━━ WORKING DATA

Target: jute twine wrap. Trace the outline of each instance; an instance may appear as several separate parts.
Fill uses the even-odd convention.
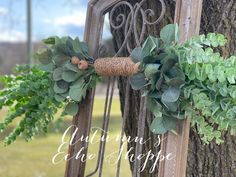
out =
[[[128,57],[98,58],[94,68],[101,76],[130,76],[139,72],[139,65]]]

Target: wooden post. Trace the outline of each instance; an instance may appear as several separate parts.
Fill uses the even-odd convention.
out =
[[[180,28],[180,42],[198,35],[200,29],[202,0],[176,0],[175,23]],[[179,121],[177,133],[162,136],[163,155],[172,154],[175,158],[159,164],[158,177],[185,177],[188,155],[190,121]]]

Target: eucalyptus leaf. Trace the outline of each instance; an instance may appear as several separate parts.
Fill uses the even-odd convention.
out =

━━━━

§ **REQUIRED WORK**: Repeat the material above word for word, please, apart from its images.

§ **WORKED ANSWER**:
Target: jute twine wrap. Trace the outline of each instance; an instance may appear as several separate parts.
Fill uses the even-odd convention.
out =
[[[128,57],[98,58],[94,68],[101,76],[130,76],[139,72],[139,65]]]

Target: wooden post. Trace the outline of each instance; an instance may appear as several separate parts.
Fill uses the even-odd convention.
out =
[[[180,28],[180,42],[198,35],[200,29],[202,0],[176,0],[175,23]],[[179,121],[177,133],[162,136],[163,155],[172,154],[175,158],[159,164],[158,177],[185,177],[188,155],[190,121]]]

Target: eucalyptus leaf. Trace the outline of each instance; an instance may appear as several separate parts.
Fill uses the even-odd convention.
out =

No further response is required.